> INSTRUCTIONS TO FOLLOW
In the reviews of the song "Mustache," reproduce word for word the passage starting with "Iain Mew: Sorry" and going on through "Alan Jackson reference.".

> QUOTED TEXT

[BEGIN]

Thursday, August 27th, 2009

Heartland – Mustache

So do this lot not use mirrors or what?…


Martin Kavka: Attention musicians: are you searching for more interesting ways to react to being dumped than the standard please-please-please-take-me-back routine? Here’s one option. Against a cookie-cutter Nashville template, passively-aggressively imply that your ex’s new boyfriend is gay by focusing on his mustache. (With a mustache like that, he must wear a speedo!) Of course, you can’t actually call him gay, because mustachioed Alan Jackson is a good red-blooded straight American man, just like you. But making a joke will succeed in steering the conversation away from your own pitiful singledom. Indeed, since you just keep harping on about how he looks like a porn star — so talented in bed! so well-endowed! — the conversation will probably turn to how you must be the gay one. God, she was so right to dump your lame ass.

Dave Moore: I like the part where he adds the diplomatic qualifier “on some guys they look great,” but on the whole it’s trying too hard for… y’know, mustache jokes.

Iain Mew: Sorry but, however you push it, the mere concept of someone having a mustache is just not that funny.

Anthony Miccio: Country hack bandleader wishes he had Jessie’s girl, crying “Is She Really Going Out With Him?” over his rival’s oh-so-dated mustache. Goatees are cool, though – how else could he cover his double chin? – and a thoughtful aside makes clear he’s not ripping on Alan Jackson. Guess he must be singing about Kix Brooks.

Anthony Easton: The details, the writing, the guitar, the sense of humour, the sing along chorus, the vocal work, all sort it out to a solid 7 or 8. I sung along, I laughed, I liked the throw away Alan Jackson reference.

Michaelangelo Matos: Wait — aren’t country guys allowed to have mustaches? Even ones “straight out of 1979”? (I know, “Alan Jackson he ain’t,” but still.) Either way — wow. This was already up there for me by the time it got to the bridge of “Jessie’s Girl” with the singer muttering “Un-frickin’-believable” over it, but I cannot WAIT to hear this in a bar.

Chuck Eddy: Guitar riff has some “Summer of 69” in it, most strikingly around the two-minute mark when the singer says “unfreakingbelievable” — possibly even as much 1985 Bryan Adams hard pop as Rascal Flatts’s excellent recent “Summer Nights” has. And it should be noted here that Rollie Fingers, primary protagonist of the song’s ad-hoc youtube video, originally grew his handlebar just to secure a $300 bonus from Charles Finley, and was traded from the A’s the Padres in 1977. But in the photo I saw, at least one guy in Heartland has a mustache, too, if not quite a ’79 one. I think they secretly miss 1979. So do I.

[END]

(Location annotation dataset excerpts)
[BEGIN]

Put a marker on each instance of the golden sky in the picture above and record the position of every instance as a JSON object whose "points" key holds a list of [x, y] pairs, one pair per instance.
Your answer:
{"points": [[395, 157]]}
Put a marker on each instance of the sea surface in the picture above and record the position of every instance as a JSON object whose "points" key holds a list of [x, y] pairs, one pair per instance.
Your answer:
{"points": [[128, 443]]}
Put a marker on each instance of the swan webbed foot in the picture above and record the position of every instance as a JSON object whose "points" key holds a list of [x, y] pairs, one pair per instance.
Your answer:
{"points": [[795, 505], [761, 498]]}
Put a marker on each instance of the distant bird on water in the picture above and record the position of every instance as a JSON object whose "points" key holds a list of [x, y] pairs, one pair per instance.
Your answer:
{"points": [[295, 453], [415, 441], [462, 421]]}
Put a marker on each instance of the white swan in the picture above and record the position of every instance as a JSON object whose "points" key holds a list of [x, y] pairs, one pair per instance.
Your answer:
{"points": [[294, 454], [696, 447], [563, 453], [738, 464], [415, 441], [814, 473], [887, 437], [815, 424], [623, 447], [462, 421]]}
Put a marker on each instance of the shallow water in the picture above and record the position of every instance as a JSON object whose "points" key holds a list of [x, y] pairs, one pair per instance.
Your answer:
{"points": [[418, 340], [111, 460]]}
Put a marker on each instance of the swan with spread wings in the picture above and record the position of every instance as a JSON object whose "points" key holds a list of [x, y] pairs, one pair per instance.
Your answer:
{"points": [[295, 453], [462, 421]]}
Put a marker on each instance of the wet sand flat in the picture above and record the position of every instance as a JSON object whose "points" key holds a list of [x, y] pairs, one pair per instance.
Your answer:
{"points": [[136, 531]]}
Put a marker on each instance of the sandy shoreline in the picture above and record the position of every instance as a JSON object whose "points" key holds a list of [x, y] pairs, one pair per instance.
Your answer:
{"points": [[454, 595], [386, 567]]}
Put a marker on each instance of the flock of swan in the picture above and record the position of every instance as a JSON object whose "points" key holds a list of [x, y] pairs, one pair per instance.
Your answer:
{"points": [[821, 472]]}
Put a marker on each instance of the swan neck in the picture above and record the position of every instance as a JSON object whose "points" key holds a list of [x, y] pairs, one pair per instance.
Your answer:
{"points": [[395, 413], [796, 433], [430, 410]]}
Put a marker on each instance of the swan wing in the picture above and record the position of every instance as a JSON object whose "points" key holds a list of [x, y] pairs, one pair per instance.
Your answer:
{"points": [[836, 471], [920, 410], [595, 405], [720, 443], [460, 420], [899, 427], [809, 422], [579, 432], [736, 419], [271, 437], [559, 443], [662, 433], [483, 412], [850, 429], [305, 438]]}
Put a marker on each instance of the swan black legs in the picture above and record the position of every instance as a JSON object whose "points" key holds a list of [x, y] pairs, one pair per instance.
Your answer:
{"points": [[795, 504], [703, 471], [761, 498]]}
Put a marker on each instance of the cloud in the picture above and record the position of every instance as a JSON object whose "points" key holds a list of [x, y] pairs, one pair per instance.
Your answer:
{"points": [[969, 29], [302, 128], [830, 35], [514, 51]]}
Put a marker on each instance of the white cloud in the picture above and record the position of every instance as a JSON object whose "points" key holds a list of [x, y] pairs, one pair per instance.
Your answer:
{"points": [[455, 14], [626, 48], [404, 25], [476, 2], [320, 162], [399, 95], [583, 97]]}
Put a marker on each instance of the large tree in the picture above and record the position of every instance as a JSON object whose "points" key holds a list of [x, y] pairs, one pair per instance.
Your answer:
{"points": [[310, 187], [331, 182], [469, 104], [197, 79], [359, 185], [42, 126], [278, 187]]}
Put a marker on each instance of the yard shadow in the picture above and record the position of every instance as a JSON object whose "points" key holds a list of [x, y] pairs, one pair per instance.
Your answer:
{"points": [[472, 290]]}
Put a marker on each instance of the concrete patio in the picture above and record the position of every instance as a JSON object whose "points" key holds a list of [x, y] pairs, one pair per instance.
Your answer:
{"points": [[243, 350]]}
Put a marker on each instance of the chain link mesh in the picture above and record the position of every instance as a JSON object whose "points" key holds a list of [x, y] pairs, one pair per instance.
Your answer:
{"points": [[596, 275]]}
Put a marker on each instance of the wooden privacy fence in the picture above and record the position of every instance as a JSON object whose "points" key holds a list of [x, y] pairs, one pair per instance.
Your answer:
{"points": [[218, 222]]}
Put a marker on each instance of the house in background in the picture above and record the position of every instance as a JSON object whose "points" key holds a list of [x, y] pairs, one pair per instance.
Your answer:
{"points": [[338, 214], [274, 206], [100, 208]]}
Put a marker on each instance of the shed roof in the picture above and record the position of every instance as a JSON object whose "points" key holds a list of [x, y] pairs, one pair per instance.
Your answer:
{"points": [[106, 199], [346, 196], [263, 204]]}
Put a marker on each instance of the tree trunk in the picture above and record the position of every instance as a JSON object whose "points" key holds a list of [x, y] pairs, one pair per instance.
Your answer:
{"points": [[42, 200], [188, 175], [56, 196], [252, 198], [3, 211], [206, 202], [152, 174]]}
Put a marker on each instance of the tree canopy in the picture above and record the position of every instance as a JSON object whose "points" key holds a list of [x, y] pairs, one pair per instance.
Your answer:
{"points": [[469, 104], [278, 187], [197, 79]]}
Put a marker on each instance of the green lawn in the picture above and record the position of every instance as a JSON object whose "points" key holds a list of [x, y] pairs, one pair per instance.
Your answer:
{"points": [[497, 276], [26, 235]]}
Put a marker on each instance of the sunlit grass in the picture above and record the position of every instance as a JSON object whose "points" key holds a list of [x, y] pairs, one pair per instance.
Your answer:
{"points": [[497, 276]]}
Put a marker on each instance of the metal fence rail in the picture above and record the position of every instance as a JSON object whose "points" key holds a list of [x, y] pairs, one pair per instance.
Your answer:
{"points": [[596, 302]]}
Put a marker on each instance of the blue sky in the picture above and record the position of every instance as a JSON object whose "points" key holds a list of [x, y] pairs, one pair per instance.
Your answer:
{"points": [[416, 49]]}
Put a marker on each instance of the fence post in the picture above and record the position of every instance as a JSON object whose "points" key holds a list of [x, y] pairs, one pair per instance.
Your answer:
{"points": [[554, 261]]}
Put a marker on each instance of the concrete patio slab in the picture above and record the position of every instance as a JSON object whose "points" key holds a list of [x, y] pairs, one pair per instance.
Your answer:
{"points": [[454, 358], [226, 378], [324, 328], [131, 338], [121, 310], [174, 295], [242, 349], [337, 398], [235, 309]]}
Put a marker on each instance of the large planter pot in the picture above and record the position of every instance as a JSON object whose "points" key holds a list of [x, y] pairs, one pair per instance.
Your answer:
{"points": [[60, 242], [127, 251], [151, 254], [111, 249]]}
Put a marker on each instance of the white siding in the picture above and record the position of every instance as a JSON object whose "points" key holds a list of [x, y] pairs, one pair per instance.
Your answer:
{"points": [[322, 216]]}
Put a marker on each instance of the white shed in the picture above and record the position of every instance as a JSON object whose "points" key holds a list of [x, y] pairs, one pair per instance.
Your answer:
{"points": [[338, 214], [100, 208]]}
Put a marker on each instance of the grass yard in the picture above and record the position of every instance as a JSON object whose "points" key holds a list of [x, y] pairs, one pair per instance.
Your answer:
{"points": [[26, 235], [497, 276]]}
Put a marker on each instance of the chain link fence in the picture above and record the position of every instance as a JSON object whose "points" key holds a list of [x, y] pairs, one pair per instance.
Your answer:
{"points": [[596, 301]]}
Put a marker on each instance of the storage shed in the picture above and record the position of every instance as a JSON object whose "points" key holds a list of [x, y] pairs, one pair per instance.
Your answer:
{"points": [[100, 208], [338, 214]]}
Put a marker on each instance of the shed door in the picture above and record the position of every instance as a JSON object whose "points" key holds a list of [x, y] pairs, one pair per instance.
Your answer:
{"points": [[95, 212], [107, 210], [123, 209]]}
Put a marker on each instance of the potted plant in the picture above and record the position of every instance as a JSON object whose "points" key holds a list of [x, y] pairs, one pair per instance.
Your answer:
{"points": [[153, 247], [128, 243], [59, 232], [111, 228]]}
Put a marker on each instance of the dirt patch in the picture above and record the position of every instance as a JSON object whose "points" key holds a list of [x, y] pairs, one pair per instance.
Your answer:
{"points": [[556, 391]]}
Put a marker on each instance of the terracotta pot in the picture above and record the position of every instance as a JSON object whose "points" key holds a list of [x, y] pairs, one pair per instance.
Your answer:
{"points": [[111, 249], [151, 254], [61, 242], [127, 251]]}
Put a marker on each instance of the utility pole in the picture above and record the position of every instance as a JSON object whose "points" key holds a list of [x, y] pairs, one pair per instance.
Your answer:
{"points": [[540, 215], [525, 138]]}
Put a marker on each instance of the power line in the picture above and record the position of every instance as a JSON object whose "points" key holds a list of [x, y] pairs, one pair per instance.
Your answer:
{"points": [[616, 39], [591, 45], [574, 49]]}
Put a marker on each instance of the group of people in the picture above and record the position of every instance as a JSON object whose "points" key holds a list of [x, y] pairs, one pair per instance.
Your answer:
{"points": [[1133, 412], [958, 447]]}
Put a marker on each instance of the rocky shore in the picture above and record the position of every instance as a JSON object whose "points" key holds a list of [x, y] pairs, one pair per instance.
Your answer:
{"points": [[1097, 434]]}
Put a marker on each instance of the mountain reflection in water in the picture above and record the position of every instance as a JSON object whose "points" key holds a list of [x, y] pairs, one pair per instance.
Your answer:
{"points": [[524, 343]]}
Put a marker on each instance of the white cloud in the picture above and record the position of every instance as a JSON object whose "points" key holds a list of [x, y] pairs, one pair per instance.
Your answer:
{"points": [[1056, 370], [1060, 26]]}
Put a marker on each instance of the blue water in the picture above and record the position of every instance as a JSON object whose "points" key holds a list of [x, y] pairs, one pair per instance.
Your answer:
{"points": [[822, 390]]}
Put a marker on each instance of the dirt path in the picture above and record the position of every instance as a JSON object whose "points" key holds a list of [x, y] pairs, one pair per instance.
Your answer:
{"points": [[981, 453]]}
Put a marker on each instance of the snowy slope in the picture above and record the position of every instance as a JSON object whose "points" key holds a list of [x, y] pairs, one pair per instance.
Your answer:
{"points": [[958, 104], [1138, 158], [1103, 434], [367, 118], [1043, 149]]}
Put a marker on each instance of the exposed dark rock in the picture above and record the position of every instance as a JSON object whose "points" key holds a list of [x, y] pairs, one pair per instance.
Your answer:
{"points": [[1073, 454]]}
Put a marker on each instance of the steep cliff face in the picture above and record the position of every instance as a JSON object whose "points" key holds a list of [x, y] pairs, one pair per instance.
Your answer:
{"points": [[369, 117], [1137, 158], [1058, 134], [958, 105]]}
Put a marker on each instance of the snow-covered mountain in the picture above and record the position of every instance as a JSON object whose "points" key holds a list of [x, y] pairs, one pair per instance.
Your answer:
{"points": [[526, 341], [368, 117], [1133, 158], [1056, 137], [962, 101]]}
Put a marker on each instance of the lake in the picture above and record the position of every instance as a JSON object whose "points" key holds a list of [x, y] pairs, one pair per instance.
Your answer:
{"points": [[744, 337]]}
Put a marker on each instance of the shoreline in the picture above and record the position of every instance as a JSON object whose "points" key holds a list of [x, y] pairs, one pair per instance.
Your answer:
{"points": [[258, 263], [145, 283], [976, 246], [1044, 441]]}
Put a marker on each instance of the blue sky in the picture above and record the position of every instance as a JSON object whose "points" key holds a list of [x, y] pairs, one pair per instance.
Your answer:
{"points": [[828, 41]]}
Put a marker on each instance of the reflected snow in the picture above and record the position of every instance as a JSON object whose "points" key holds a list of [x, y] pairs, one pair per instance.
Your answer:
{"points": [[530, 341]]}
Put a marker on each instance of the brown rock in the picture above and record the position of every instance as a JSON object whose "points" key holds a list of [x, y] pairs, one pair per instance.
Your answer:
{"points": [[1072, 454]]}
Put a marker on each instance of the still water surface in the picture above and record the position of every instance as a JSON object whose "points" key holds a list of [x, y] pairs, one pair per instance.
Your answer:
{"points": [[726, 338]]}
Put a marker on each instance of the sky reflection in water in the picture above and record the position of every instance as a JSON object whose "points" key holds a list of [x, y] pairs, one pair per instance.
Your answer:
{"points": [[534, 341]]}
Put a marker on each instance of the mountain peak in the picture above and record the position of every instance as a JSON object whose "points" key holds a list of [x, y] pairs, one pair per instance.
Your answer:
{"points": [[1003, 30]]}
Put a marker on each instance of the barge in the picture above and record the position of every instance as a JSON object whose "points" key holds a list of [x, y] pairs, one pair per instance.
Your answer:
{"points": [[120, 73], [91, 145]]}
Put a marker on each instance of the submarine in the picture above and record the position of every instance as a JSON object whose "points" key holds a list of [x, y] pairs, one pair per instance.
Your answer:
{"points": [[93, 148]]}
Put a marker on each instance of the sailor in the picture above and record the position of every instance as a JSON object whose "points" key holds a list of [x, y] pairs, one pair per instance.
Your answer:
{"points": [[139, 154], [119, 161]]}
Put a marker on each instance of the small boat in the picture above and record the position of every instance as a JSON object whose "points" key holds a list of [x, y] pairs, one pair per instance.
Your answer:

[END]

> SOLUTION TO THIS TASK
Iain Mew: Sorry but, however you push it, the mere concept of someone having a mustache is just not that funny.

Anthony Miccio: Country hack bandleader wishes he had Jessie’s girl, crying “Is She Really Going Out With Him?” over his rival’s oh-so-dated mustache. Goatees are cool, though – how else could he cover his double chin? – and a thoughtful aside makes clear he’s not ripping on Alan Jackson. Guess he must be singing about Kix Brooks.

Anthony Easton: The details, the writing, the guitar, the sense of humour, the sing along chorus, the vocal work, all sort it out to a solid 7 or 8. I sung along, I laughed, I liked the throw away Alan Jackson reference.